### 선택한 글
•••

(자료구조) 힙

TIL/Data Structures and Algorithms

(자료구조) 힙

parksisi 2021. 1. 26. 11:27

1. 힙 (Heap) 이란?

힙: 데이터에서 최대값과 최소값을 빠르게 찾기 위해 고안된 완전 이진 트리(Complete Binary Tree)
- 완전 이진 트리: 노드를 삽입할 때 최하단 왼쪽 노드부터 차례대로 삽입하는 트리. 무조건 왼쪽부터. (아래 힙 기본동작 그림 참조)
힙을 사용하는 이유
- 배열에 데이터를 넣고, 최대값과 최소값을 찾으려면 O(n) 이 걸림
- 이에 반해, 힙에 데이터를 넣고, 최대값과 최소값을 찾으면, $O (l o g n)$ 이 걸림
- 우선순위 큐와 같이 최대값 또는 최소값을 빠르게 찾아야 하는 자료구조 및 알고리즘 구현 등에 활용됨

2. 힙 (Heap) 구조

최대 힙과 최소 힙 존재
각 노드의 값은 해당 노드의 자식 노드 값보다 크거나 같다(최대 힙)
완전 이진 트리의 형태를 가짐

출처 : https://www.geeksforgeeks.org/heap-data-structure/

3. 힙과 이진 탐색 트리 비교

공통점 : 모두 이진 트리
차이점 : 힙은 각 노드의 값이 자식노드보다 크거나 같음(최대 힙), 이진 탐색 트리의 조건인 작은 값 왼쪽, 큰 값 오른쪽 규칙 없음
이진 탐색 트리는 탐색을 위한 구조라면 힙은 최대값/최소값을 구하기 위한 구조

4. 힙에 데이터 삽입하기

4.1 기본 동작

힙은 완전 이진 트리이므로, 삽입할 노드는 기본적으로 왼쪽 최하단부 노드부터 채워지는 형태로 삽입

4.2 삽입할 데이터가 힙의 데이터보다 클 경우 (최대 힙)

•••

### 데이터 행
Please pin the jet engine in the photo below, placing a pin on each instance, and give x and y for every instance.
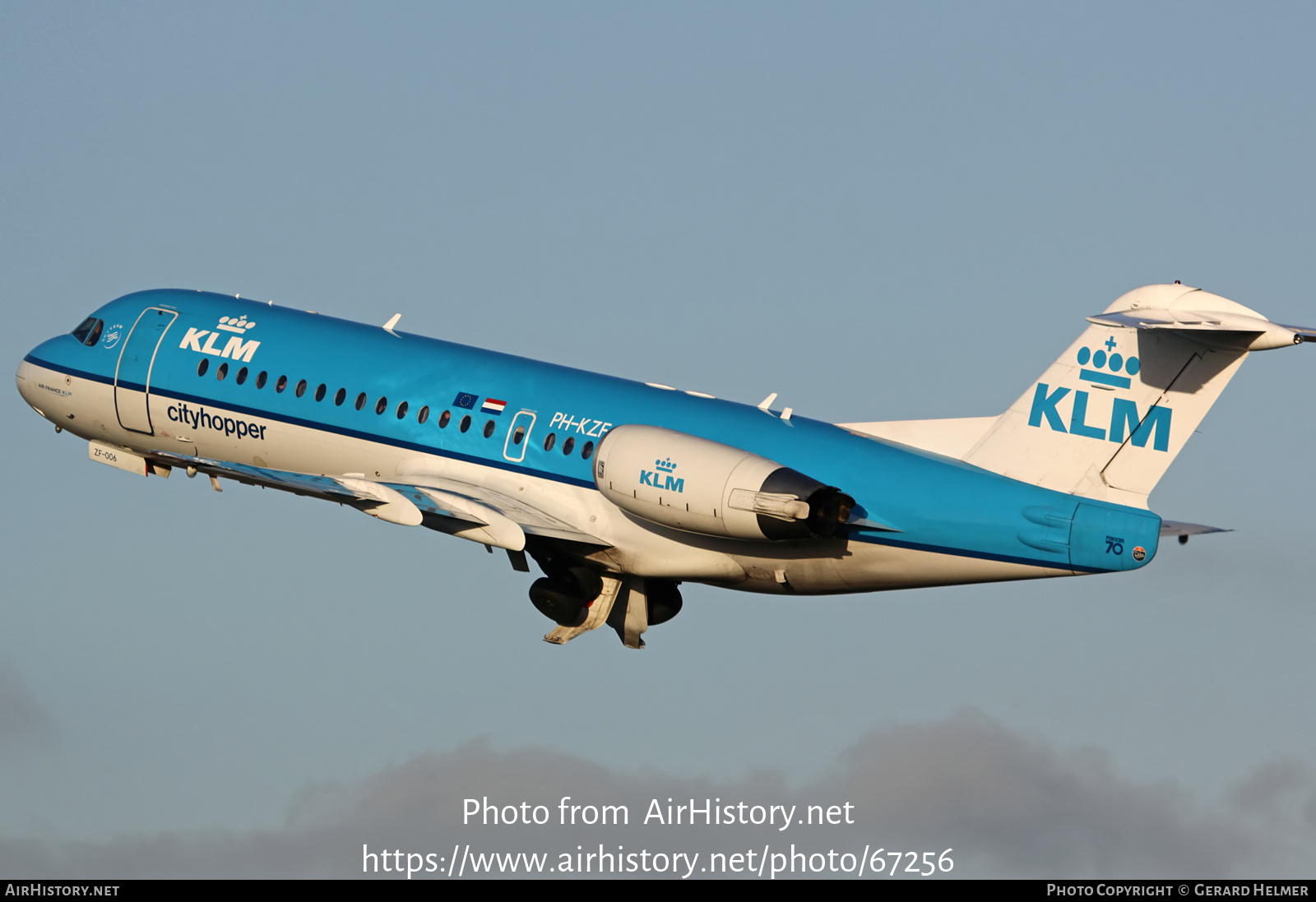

•••

### 목표
힙에 관한 글에서 "parksisi 2021. 1."라는 말이 있는 곳부터 "기본동작 그림 참조)"라는 말까지를 한 글자도 바꾸지 말고 복제하세요. 자료는 보지 말고 힙에 관한 글만 근거로 삼으세요.

### 실습 결과
parksisi 2021. 1. 26. 11:27

1. 힙 (Heap) 이란?

힙: 데이터에서 최대값과 최소값을 빠르게 찾기 위해 고안된 완전 이진 트리(Complete Binary Tree)
- 완전 이진 트리: 노드를 삽입할 때 최하단 왼쪽 노드부터 차례대로 삽입하는 트리. 무조건 왼쪽부터. (아래 힙 기본동작 그림 참조)